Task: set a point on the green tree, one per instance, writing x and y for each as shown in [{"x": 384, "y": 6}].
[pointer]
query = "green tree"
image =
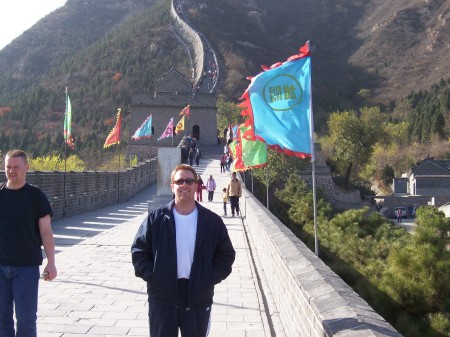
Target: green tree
[
  {"x": 352, "y": 138},
  {"x": 418, "y": 272}
]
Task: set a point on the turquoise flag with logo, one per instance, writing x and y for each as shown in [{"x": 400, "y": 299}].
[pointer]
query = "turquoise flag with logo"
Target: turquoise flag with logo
[{"x": 278, "y": 104}]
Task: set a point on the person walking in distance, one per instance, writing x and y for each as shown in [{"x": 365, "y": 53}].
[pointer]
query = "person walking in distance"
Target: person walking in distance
[
  {"x": 234, "y": 192},
  {"x": 198, "y": 155},
  {"x": 182, "y": 251},
  {"x": 210, "y": 187},
  {"x": 25, "y": 225},
  {"x": 225, "y": 200}
]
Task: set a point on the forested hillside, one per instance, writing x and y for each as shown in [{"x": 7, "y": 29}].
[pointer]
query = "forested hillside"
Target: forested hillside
[
  {"x": 364, "y": 53},
  {"x": 100, "y": 50}
]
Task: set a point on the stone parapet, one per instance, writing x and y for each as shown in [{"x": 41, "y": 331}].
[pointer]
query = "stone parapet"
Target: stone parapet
[
  {"x": 310, "y": 299},
  {"x": 77, "y": 192}
]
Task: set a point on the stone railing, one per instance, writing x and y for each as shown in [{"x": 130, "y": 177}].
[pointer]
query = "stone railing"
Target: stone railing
[
  {"x": 309, "y": 299},
  {"x": 76, "y": 192}
]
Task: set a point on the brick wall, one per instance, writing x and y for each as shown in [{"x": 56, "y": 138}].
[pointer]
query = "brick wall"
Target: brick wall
[
  {"x": 193, "y": 41},
  {"x": 310, "y": 299},
  {"x": 86, "y": 191}
]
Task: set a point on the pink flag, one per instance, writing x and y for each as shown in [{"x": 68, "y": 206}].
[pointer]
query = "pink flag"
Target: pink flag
[{"x": 168, "y": 132}]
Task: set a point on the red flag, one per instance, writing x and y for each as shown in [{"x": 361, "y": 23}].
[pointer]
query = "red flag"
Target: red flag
[
  {"x": 186, "y": 111},
  {"x": 114, "y": 136}
]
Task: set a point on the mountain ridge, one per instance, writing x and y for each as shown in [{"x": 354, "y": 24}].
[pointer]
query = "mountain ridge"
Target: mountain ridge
[{"x": 105, "y": 49}]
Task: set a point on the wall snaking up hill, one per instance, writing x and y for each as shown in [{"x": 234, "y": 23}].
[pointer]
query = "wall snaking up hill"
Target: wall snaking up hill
[{"x": 195, "y": 44}]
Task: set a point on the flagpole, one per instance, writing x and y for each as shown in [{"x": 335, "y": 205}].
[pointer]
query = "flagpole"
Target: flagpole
[
  {"x": 313, "y": 162},
  {"x": 118, "y": 178},
  {"x": 64, "y": 179}
]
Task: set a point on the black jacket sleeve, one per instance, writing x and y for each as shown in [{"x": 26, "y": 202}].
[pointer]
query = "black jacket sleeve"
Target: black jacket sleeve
[{"x": 142, "y": 253}]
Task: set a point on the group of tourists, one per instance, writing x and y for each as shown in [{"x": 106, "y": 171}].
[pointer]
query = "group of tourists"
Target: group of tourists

Exercise aim =>
From the listing, copy every line where the string "tourists" appears.

Reply =>
Task: set a point on the group of tourists, one per instance, writing x and y for each as shown in [{"x": 106, "y": 171}].
query = "group of tourists"
Target: group of tourists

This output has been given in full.